(Spatial localization data)
[Start of section]
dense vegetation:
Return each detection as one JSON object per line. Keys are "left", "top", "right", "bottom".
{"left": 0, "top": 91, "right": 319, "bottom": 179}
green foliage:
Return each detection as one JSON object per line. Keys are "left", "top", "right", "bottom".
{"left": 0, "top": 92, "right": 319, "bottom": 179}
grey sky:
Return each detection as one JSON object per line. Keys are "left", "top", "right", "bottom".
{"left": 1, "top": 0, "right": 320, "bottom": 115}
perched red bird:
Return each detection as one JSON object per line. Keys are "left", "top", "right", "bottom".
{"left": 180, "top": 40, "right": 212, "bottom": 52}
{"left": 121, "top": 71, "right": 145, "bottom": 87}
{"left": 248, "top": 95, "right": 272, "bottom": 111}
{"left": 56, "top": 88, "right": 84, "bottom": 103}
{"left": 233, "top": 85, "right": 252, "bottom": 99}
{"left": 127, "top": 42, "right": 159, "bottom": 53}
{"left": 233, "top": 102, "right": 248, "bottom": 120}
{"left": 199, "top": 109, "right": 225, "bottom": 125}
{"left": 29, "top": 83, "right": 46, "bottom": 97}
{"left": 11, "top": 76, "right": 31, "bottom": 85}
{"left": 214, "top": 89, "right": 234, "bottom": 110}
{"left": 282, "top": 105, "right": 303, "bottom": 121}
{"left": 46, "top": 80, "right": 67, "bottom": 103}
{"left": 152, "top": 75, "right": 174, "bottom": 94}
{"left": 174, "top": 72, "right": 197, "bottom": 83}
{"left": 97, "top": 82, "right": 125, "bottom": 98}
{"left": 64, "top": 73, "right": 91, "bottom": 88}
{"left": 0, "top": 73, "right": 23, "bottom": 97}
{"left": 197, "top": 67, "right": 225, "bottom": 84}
[End of section]
▸ WHAT IS BEING ASKED
Would it be possible to reproduce all the entries exactly as they appear above?

▸ SOLUTION TO THE EXERCISE
dense vegetation:
Return each detection as one JSON object per line. Keys are "left", "top", "right", "bottom".
{"left": 0, "top": 91, "right": 319, "bottom": 179}
green foliage:
Return each detection as one JSON object per line. Keys are "left", "top", "right", "bottom".
{"left": 0, "top": 92, "right": 319, "bottom": 179}
grey sky:
Return each detection as one JSON object per line. Keys are "left", "top", "right", "bottom".
{"left": 1, "top": 0, "right": 320, "bottom": 115}
perched red bird:
Return each detection as one JSON object per line. Keys are "left", "top", "right", "bottom".
{"left": 180, "top": 40, "right": 212, "bottom": 52}
{"left": 121, "top": 71, "right": 145, "bottom": 87}
{"left": 248, "top": 95, "right": 272, "bottom": 111}
{"left": 56, "top": 88, "right": 84, "bottom": 103}
{"left": 233, "top": 85, "right": 252, "bottom": 99}
{"left": 127, "top": 42, "right": 159, "bottom": 53}
{"left": 233, "top": 102, "right": 248, "bottom": 120}
{"left": 199, "top": 109, "right": 225, "bottom": 125}
{"left": 29, "top": 83, "right": 46, "bottom": 97}
{"left": 11, "top": 76, "right": 31, "bottom": 85}
{"left": 214, "top": 89, "right": 234, "bottom": 110}
{"left": 282, "top": 105, "right": 303, "bottom": 121}
{"left": 46, "top": 80, "right": 67, "bottom": 103}
{"left": 152, "top": 75, "right": 174, "bottom": 94}
{"left": 174, "top": 72, "right": 197, "bottom": 83}
{"left": 97, "top": 82, "right": 125, "bottom": 98}
{"left": 64, "top": 73, "right": 91, "bottom": 88}
{"left": 0, "top": 73, "right": 23, "bottom": 97}
{"left": 197, "top": 67, "right": 225, "bottom": 84}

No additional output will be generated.